Recognize National Safety Month by Working Together Toward a Safer Workplace

This June the National Safety Council will recognize National Safety Month, which should encourage us to reassess and improve upon workplace safety. First, some staggering facts: in 2019, the United States saw the largest number of workplace fatalities (5,333 in total) since 2007. Although OSHA has yet to calculate the number of fatalities (and injuries) in the workplace in 2020, anecdotal evidence suggests it will be in the tens of thousands—despite the fact that so many were working from home. During the first year of the Covid-19 pandemic, fatalities among healthcare workers alone has numbered more than 3,600.

An Old Problem, A Renewed Attention

While Covid has cast a spotlight on the issue of worker safety, we should recognize that this has been a blight on the American workforce for centuries. Ignoring fatalities for the moment, we are presented with the sobering fact that a worker is injured on the job every 7 secs. Measures can, and we would argue must, be taken to mitigate preventable workplace injury and death. Possessing the proper safety equipment is essential on the modern worksite. For those dealing with hazardous liquids, for instance, protective overalls and gloves create an environment where workers feel protected. Depending on your industry, you may also consider purchasing a portable eye wash station, which can be transported between worksites. From waterproof, winter work gloves for construction crews to orange safety vests (“hi vis shirts”) for road maintenance workers, there are a number of inexpensive equipment options that employers and organizations can invest in to protect their employees.

Workplace Safety: It’s For Office Workers, Too

The equipment mentioned above are for, in the main, those workers engaged in manual labor, but office workers, too, suffer from a litany of risks and injuries that often go unnoticed. Given the sedentary nature of their jobs, office workers are more likely to be overweight. Having fresh, healthy snacks available, taking walks during lunch, and scheduling time for breaks can go a long way in ameliorating the adverse health impacts of office work. At the same time, while the injuries suffered by office workers may be not as severe as those experienced by those engaged in manual labor, sitting in a chair and staring at a computer for eight-hours-a-day, seven-days-a-week gradually produces lasting afflictions. Carpal tunnel syndrome,  eye strain that can lead to migraine headaches, and back pain are just a handful of the injuries that arise from sedentary office work.

Creating a Safe Work Environment: It’s Up to Us

Covid has given renewed emphasis to having PPE kits available and handy in the workplace. Hopefully, this trend of placing importance on hygiene and the adoption of the sanitary workplace doesn’t come to end when America finally has Covid under control. While June is workplace safety month, as we reemerge from our homes back to our offices and places of work, we should remain ever mindful of the health risks posed to all our workers and employees. At GOS, we think 2021 should be the year of recognizing worker safety.

● PROVIDED MATERIAL
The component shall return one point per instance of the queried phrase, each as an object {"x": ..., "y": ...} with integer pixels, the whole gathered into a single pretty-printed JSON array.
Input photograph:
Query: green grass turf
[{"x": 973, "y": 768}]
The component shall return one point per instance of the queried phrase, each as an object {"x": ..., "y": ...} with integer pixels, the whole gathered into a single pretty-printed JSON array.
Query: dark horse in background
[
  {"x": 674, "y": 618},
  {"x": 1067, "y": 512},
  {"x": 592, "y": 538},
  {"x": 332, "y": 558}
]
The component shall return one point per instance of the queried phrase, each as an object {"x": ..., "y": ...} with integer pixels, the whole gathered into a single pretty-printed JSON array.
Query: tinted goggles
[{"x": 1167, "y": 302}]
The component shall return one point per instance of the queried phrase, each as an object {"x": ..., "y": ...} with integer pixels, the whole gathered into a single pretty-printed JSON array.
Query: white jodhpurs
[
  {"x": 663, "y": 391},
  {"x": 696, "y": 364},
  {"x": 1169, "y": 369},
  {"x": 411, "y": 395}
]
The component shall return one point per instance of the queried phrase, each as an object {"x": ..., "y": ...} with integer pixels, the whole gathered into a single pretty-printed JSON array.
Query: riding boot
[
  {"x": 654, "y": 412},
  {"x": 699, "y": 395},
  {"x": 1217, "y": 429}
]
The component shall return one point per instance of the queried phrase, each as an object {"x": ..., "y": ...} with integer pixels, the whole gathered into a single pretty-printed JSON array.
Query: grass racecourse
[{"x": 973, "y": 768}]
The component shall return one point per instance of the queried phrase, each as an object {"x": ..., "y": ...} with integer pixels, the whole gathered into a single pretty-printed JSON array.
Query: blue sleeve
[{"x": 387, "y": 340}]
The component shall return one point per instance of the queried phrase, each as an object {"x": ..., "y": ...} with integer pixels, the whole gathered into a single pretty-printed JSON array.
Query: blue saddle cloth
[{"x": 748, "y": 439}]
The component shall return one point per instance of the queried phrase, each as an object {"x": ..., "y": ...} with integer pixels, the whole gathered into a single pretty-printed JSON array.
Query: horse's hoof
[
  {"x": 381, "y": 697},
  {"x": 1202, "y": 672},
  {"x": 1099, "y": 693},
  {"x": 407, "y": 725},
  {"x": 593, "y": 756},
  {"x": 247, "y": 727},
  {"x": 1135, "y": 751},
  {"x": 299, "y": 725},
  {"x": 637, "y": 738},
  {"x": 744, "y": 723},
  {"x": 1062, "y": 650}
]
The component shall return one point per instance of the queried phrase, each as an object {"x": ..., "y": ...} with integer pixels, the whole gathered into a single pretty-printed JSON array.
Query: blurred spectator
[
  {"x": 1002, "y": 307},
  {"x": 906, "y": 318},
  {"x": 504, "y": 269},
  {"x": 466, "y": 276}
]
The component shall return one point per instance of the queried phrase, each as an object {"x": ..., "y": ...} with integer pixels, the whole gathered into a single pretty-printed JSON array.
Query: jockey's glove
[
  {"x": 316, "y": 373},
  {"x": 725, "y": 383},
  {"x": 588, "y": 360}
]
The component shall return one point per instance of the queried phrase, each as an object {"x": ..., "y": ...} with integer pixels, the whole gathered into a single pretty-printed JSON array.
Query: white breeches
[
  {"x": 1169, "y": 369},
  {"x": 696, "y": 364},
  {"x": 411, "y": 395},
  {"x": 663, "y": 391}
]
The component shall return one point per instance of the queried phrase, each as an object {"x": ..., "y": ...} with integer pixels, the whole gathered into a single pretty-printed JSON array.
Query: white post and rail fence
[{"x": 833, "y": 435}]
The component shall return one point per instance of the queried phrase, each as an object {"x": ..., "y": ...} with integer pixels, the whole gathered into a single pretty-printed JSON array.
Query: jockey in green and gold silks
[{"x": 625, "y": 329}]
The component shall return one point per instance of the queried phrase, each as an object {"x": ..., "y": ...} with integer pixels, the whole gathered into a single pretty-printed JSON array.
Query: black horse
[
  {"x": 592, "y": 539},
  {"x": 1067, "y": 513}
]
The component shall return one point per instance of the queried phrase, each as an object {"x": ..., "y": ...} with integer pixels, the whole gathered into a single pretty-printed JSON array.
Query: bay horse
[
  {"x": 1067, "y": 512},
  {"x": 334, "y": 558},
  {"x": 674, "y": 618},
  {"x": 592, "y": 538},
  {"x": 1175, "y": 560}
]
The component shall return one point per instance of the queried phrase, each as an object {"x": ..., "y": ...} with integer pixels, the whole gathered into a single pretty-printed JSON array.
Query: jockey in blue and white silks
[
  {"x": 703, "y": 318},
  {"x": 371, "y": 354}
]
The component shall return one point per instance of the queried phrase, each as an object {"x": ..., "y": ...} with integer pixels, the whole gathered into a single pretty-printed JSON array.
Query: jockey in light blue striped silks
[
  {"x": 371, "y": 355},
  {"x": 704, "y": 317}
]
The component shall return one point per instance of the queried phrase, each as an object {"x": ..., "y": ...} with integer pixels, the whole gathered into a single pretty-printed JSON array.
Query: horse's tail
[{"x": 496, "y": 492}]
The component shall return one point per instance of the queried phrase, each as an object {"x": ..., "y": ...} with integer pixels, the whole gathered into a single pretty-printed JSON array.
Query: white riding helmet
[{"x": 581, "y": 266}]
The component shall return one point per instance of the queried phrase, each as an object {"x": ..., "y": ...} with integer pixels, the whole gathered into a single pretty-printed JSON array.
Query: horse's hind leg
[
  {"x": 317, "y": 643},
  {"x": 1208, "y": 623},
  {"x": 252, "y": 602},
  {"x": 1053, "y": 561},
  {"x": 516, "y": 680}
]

● TASK SET
(a) Copy the workplace safety article word for word, from "This June the" up to and including "more than 3,600.".
(b) Answer these questions using the workplace safety article:
(i) How many workplace deaths did the United States have in 2019?
(ii) How often is a worker injured on the job?
(iii) Which three injuries from sitting at office work does it name?

● EXPECTED RESULTS
(a)
This June the National Safety Council will recognize National Safety Month, which should encourage us to reassess and improve upon workplace safety. First, some staggering facts: in 2019, the United States saw the largest number of workplace fatalities (5,333 in total) since 2007. Although OSHA has yet to calculate the number of fatalities (and injuries) in the workplace in 2020, anecdotal evidence suggests it will be in the tens of thousands—despite the fact that so many were working from home. During the first year of the Covid-19 pandemic, fatalities among healthcare workers alone has numbered more than 3,600.

(b)
(i) 5,333
(ii) Every 7 seconds
(iii) Carpal tunnel syndrome, eye strain that can lead to migraine headaches, and back pain